The Corpse-like Copse

There is something about a grove of quaking aspens that makes you look twice. Perhaps it's the striking pale bark against the dark interior of the forest, or the uniform ranks of trunks like a small, tall army. They seem somehow apart from other trees. They meet in huddles, like gangmembers, huddled together but each individual stiff and erect. Close up they have a corpse like sheen, white touched with yellow-green, slashed with black scars. In bright sunshine their bark has a touch of white gold, or perhaps another, rarer metal. Their broken-off lower branches are framed in smooth ridges which make them look like eyes. The growth ridges on the trunks look almost like the tree is wrapped in bandages, like a mummy in a black and white movie. Saplings push up from the mountain earth, rising from a single root system. A thousand trunks, one tree, making this the largest organism on Earth and one of the oldest too. Groves last tens of thousands of years.

A quaking aspen is rightly a white poplar. Near to the Night Planted Orchard there is a grove of native black poplar, vanishingly rare now.

 

Saturday
Jul292017

Snake Oil

The Hunter - not so small now - finds something in the grass. A scent that makes him unusually wary. He pads at a plantain. The high-summer, high-noon sky is brilliant white with clouds, but overlaid with a herd of deep grey-bellied rain-cows begging to be milked. The grey has turned the river to matt black oil rippled with silver. The flowers of the riverbank are reflected and inverted. Purple loosestrife hangs like lolling dogs tongues. Golden ragwort flowers, swarms of starry teasels and a late scattering of forget-me-nots are arranged like fireworks over the black water. I turn back and see the grass slither, sinuously, though I do not see the snake.

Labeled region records
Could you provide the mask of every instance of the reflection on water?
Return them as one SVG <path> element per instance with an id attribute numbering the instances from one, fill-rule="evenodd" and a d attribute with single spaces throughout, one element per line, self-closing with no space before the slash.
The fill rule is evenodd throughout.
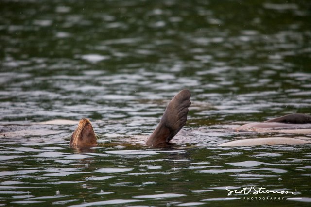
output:
<path id="1" fill-rule="evenodd" d="M 309 145 L 215 146 L 281 136 L 232 129 L 310 112 L 310 8 L 2 1 L 0 205 L 309 206 Z M 146 147 L 166 103 L 186 88 L 186 131 L 171 149 Z M 97 147 L 69 147 L 74 123 L 39 123 L 83 117 L 102 138 Z M 227 195 L 227 186 L 251 186 L 300 194 L 259 203 Z"/>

## Jobs
**a.** Reproduce word for word the stretch of the passage from "A quaking aspen" through "see the snake.".
**b.** Pick out every line of the listing that contains the word "instance", treating uppercase and lowercase as different.
The passage and the listing were drawn from separate sources.

## Exercise answers
**a.**
A quaking aspen is rightly a white poplar. Near to the Night Planted Orchard there is a grove of native black poplar, vanishingly rare now.

 

Saturday
Jul292017

Snake Oil

The Hunter - not so small now - finds something in the grass. A scent that makes him unusually wary. He pads at a plantain. The high-summer, high-noon sky is brilliant white with clouds, but overlaid with a herd of deep grey-bellied rain-cows begging to be milked. The grey has turned the river to matt black oil rippled with silver. The flowers of the riverbank are reflected and inverted. Purple loosestrife hangs like lolling dogs tongues. Golden ragwort flowers, swarms of starry teasels and a late scattering of forget-me-nots are arranged like fireworks over the black water. I turn back and see the grass slither, sinuously, though I do not see the snake.

**b.**
Could you provide the mask of every instance of the reflection on water?
Return them as one SVG <path> element per instance with an id attribute numbering the instances from one, fill-rule="evenodd" and a d attribute with single spaces throughout, one element per line, self-closing with no space before the slash.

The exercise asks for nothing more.